*TASK OBJECTIVE*. Quote the June 2016 culture message below word for word, starting with "trainer and dear" and going on through "to the reality.".

*SOURCE*.
'''
June 2016 Culture Message

I found myself in the most unlikely place, pulled over in a Best Buy parking lot. It was the

nearest location to the freeway exit that I could navigate, and there I sat. The waterfall of tears

completely obstructed both my vision and my ability to hear, other than in sound bites. My

trainer and dear friend, Ryan, had opened with a shaky voice and the dreaded question of

whether my vet had reached me yet. I sat numb…unaware of the sweat that was pooling in my

lower back or the bustle of shoppers who hurried by my hastily parked car. I now remember

shaking my head in earnest to hear Ryan’s words, but only managing to catch fragments…unable

to wrap my brain around his words, yet knowing the truth without surrendering to the reality.

“Mikey” had first been presented to us for surrender a little over a year ago. He was a good egg,

one of those honest horses who would do his job in spite of how sound he really was…or wasn’t.

His owner had been ignoring “Mikey’s” ringbone and that his intermittent lameness would only

progress. In spite of what was obvious discomfort, this wonderful little horse continued to do his

very best for his owner; he continued to jump, willingly striving to do what was asked of

him…his job. The horse was a gem and had been a babysitter for his owner, had Warmblood

sensibility, golden Quarter Horse manners on the trail, and if indeed there is a bombproof horse,

he fit that description to a Tee. The stars had aligned, as we had several strong adoption

applications in at the time, allowing us to say “yes” as placing him in a loving home that would

knowingly and appropriately care for him would be fairly easy to facilitate. In the end, “Mikey’s”
'''
*INFORMATION SHOWN*.
'''
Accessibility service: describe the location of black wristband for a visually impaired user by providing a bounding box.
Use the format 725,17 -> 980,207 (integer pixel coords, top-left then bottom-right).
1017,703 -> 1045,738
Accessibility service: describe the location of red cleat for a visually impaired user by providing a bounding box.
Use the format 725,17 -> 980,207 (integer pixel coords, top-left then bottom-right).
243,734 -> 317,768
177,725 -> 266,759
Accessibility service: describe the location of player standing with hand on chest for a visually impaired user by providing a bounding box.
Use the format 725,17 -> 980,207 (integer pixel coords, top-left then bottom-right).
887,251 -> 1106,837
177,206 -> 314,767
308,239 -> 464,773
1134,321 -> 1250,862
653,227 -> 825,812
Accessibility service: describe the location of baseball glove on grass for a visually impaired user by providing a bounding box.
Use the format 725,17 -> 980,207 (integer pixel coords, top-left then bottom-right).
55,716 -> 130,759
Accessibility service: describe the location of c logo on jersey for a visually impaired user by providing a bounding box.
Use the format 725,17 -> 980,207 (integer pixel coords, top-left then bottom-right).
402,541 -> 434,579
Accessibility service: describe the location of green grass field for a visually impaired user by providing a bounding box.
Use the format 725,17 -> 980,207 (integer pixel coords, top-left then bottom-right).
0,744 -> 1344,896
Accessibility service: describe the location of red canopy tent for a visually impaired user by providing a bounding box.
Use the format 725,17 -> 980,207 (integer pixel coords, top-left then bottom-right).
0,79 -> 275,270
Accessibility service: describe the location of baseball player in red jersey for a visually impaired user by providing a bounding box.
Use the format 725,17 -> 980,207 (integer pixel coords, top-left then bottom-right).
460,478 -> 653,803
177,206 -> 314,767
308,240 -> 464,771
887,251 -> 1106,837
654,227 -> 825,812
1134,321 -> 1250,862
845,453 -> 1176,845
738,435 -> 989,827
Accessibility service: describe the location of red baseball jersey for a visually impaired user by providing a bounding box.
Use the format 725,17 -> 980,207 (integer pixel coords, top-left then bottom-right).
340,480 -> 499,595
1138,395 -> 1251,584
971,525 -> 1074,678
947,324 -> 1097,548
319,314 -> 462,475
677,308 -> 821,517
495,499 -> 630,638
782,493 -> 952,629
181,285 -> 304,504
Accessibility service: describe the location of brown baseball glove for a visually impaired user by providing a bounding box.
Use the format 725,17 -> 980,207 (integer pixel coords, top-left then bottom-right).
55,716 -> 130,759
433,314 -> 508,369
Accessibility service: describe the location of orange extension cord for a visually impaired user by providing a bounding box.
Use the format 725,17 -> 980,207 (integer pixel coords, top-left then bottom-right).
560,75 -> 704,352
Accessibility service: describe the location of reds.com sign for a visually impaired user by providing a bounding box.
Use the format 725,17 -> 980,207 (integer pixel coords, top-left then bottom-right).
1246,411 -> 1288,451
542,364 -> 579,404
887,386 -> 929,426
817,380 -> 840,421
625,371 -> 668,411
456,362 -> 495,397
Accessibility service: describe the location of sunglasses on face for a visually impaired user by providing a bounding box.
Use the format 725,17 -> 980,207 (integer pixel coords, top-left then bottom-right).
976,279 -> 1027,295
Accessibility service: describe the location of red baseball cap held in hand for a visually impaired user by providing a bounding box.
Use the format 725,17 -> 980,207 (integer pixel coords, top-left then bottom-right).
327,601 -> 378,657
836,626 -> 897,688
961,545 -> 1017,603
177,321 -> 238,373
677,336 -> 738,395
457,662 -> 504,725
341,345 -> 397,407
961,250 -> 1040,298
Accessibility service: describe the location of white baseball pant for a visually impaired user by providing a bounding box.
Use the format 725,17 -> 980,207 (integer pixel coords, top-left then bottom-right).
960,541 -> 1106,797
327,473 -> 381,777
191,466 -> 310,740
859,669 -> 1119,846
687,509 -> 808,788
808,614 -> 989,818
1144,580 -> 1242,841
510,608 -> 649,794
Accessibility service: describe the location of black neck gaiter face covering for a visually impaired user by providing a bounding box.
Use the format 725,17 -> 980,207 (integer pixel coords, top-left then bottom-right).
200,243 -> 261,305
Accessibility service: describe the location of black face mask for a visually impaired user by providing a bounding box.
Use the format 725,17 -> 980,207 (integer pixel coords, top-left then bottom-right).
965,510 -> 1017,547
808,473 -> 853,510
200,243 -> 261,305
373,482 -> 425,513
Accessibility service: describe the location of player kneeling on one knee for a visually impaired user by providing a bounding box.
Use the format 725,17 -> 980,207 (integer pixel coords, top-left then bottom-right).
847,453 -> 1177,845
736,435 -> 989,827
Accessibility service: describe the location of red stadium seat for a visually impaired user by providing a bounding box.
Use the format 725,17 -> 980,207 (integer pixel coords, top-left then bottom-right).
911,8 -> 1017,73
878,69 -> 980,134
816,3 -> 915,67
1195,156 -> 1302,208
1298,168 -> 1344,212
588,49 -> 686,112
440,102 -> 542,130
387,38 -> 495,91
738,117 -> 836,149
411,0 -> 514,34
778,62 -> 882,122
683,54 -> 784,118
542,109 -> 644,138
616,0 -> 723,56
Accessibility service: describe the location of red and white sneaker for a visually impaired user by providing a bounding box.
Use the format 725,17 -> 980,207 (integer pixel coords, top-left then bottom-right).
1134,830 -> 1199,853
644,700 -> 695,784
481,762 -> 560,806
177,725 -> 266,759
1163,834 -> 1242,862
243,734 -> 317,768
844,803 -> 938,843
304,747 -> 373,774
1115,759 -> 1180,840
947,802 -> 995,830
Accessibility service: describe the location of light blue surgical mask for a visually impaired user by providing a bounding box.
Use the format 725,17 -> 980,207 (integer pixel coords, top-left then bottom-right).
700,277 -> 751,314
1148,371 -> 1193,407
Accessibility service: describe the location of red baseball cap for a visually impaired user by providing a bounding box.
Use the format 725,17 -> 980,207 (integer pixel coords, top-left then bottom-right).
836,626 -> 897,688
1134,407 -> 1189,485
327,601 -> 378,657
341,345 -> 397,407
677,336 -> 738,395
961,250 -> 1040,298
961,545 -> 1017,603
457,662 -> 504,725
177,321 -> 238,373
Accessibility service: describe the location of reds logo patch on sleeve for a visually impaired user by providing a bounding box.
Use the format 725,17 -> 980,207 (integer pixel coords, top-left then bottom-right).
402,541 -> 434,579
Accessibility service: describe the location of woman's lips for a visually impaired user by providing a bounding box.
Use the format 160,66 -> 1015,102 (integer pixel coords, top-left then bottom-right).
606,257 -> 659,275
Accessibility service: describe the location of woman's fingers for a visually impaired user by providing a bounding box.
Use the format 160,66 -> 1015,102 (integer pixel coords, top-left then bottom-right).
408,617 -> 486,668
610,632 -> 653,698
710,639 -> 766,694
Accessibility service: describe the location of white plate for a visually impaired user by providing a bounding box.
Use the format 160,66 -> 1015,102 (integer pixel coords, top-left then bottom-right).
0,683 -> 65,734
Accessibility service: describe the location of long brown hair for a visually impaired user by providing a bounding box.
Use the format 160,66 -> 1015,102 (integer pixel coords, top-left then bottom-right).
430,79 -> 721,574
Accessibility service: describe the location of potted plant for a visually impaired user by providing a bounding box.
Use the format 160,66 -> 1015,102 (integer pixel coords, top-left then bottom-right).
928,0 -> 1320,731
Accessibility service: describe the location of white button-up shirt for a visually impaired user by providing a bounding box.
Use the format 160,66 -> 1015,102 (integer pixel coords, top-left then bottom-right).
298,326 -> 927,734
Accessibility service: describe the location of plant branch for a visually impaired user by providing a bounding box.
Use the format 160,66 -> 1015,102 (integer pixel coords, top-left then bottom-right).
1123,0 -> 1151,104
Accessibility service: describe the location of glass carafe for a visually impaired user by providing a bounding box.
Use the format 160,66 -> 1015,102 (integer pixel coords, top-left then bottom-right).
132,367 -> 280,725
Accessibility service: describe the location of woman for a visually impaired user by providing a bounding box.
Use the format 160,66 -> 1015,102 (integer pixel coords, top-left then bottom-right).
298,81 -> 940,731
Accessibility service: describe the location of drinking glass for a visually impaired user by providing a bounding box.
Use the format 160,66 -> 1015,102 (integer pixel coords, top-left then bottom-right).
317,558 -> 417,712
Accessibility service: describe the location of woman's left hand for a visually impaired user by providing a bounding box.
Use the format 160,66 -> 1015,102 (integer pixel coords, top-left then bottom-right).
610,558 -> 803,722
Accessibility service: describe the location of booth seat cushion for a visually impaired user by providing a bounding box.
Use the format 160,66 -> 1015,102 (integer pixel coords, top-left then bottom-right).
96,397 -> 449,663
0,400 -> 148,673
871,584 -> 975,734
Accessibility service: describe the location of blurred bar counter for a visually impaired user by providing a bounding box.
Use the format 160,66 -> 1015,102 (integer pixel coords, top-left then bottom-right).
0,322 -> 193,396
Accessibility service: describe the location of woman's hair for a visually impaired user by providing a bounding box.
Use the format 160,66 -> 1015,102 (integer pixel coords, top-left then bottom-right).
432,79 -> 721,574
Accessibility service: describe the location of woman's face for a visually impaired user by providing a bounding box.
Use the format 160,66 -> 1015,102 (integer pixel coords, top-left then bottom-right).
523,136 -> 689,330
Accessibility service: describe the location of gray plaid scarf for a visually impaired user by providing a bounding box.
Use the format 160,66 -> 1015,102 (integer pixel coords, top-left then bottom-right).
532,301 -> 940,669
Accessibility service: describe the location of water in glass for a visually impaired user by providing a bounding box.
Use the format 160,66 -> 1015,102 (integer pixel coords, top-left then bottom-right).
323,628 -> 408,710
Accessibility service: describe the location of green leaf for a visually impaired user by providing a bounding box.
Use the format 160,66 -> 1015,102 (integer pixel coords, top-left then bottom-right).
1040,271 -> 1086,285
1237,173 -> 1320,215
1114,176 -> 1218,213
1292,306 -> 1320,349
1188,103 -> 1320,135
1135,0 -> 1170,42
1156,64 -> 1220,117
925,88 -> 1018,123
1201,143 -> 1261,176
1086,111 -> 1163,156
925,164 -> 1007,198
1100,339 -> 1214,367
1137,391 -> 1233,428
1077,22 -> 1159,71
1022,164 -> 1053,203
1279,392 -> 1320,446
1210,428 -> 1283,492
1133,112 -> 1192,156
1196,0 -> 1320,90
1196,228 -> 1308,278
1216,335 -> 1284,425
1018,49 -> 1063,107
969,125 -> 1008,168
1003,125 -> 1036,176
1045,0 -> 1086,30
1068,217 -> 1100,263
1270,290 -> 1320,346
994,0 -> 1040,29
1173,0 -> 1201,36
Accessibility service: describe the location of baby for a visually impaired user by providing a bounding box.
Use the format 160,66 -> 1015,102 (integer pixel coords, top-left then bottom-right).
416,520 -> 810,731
'''
*ANSWER IN FULL*.
trainer and dear friend, Ryan, had opened with a shaky voice and the dreaded question of

whether my vet had reached me yet. I sat numb…unaware of the sweat that was pooling in my

lower back or the bustle of shoppers who hurried by my hastily parked car. I now remember

shaking my head in earnest to hear Ryan’s words, but only managing to catch fragments…unable

to wrap my brain around his words, yet knowing the truth without surrendering to the reality.